• _Prompt 1_
According to the Thunder Bay shipping season article, how many vessels visited Thunder Bay in all?
--- START Text extract ---
Supply Chain Council of European Union | Scceu.org
Freight

The last grain boat in Thunder Bay caps a successful shipping season (3 Photos)

The Saginaw finishes off the busiest season in 13 years.

THUNDER BAY — The honour of closing the 2020 shipping season in Thunder Bay goes to the MV Saginaw.

The self-discharging bulk carrier, owned by Lower Lakes Towing Ltd., docked at the Richard Terminal in the north end of the harbour Tuesday morning to pick up a load of grain.

The boat was expected to leave the port and head for Windsor at approximately 5:00 p.m., closing a season which the port authority has described as very successful.

Thunder Bay handled more cargo this year, 10.2 million metric tonnes, than in any year since 1997. That was also the last year that shipments exceeded the 10 million tonne mark.

As well, the port saw the second highest number of ocean-going vessels (157) since the St. Lawrence Seaway opened in 1959.

In all, 482 vessels visited Thunder Bay, 53 more than the previous shipping season.

CEO Tim Heney said the success is particularly impressive considering that the seaway as a whole experienced a decline in virtually every other cargo over the past year.
--- END Text extract ---
• _Prompt 2_
Rewrite the stretch of the listing from the line containing "Target: white fascia trim" through the end of the listing, replacing "innermost point" with "center point" and leaving everything else unchanged.
--- START Data excerpts ---
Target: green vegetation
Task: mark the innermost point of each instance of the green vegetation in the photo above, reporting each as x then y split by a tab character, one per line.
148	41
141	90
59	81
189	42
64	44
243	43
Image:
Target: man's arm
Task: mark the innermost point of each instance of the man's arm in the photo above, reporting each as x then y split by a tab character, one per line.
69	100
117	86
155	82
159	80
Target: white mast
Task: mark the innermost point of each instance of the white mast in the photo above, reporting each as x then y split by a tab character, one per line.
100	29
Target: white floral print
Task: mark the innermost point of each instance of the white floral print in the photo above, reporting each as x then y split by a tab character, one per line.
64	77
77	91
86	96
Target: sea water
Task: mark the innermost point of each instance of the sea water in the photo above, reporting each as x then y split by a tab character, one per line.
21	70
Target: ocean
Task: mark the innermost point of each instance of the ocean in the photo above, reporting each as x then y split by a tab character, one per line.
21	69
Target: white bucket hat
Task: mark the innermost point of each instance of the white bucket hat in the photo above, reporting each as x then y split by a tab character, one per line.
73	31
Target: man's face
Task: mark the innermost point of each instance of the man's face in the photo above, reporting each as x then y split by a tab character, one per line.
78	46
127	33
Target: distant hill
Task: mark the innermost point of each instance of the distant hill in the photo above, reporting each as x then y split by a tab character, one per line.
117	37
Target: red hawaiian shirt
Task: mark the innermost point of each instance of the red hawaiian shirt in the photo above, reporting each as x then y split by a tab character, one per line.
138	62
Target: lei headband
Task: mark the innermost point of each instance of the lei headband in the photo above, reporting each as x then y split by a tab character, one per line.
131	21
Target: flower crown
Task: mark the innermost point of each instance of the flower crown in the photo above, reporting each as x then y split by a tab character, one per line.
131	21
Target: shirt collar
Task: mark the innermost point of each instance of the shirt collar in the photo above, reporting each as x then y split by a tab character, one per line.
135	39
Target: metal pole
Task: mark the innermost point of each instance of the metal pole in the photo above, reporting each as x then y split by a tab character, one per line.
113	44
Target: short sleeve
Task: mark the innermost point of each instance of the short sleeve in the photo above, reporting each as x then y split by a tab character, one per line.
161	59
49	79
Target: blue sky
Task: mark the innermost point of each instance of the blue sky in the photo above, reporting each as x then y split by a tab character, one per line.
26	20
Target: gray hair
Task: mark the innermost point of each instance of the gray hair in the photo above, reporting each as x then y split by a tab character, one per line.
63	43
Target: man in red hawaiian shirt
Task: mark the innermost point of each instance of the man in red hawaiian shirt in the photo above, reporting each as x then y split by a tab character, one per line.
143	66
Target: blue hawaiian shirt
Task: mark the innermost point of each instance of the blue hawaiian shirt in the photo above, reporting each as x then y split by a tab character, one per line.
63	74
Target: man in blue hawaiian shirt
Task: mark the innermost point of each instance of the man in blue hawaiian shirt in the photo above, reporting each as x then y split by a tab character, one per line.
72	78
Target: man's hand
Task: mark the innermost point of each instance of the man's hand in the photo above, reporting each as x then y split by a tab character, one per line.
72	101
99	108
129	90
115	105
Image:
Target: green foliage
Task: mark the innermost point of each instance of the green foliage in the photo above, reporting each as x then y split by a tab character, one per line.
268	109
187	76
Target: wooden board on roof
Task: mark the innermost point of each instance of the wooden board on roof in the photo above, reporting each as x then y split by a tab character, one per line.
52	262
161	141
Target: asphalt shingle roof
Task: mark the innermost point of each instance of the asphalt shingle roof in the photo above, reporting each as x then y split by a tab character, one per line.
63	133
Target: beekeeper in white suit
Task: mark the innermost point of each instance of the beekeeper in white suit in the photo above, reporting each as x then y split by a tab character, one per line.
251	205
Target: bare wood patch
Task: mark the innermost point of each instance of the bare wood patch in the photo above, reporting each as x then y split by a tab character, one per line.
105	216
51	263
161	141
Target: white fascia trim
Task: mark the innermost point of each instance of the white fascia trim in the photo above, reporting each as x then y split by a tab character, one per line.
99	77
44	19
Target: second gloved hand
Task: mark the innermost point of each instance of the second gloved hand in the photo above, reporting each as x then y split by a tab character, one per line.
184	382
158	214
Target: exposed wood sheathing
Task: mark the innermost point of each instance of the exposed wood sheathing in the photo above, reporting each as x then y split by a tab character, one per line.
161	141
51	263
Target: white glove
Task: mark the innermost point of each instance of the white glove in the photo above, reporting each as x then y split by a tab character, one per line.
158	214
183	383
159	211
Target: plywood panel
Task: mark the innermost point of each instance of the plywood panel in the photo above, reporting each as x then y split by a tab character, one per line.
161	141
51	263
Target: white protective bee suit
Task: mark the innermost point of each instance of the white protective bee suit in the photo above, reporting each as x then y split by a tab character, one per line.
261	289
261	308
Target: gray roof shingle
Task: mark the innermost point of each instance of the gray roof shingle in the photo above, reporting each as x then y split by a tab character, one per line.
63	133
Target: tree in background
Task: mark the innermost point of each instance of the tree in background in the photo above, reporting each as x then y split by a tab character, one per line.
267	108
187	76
--- END Data excerpts ---
• _Final answer 1_
482 vessels

• _Final answer 2_
Target: white fascia trim
Task: mark the center point of each instance of the white fascia trim in the photo above, reporting each as x then y split by a tab character, one per line.
99	77
44	19
Target: second gloved hand
Task: mark the center point of each instance of the second gloved hand in the photo above, reporting each as x then y split by a tab character, one per line.
184	382
158	214
Target: exposed wood sheathing
Task: mark the center point of each instance of the exposed wood sheathing in the photo above, reporting each as x then y split by a tab character, one per line.
161	141
51	263
Target: white glove
Task: mark the center point of each instance of the white glove in the photo above, reporting each as x then y split by a tab character, one per line.
158	214
183	383
159	211
Target: plywood panel
Task: mark the center point of each instance of the plywood panel in the photo above, reporting each as x then y split by a tab character, one per line.
161	141
51	263
Target: white protective bee suit
Task: mark the center point of each instance of the white protective bee suit in the photo above, reporting each as x then y split by a tab character, one per line.
261	289
261	308
Target: gray roof shingle
Task: mark the center point of each instance of the gray roof shingle in the photo above, reporting each as x then y split by a tab character, one per line.
63	133
Target: tree in background
Task: mark the center point of each instance of the tree in background in the photo above, reporting each as x then y split by a tab character, one per line.
267	108
187	76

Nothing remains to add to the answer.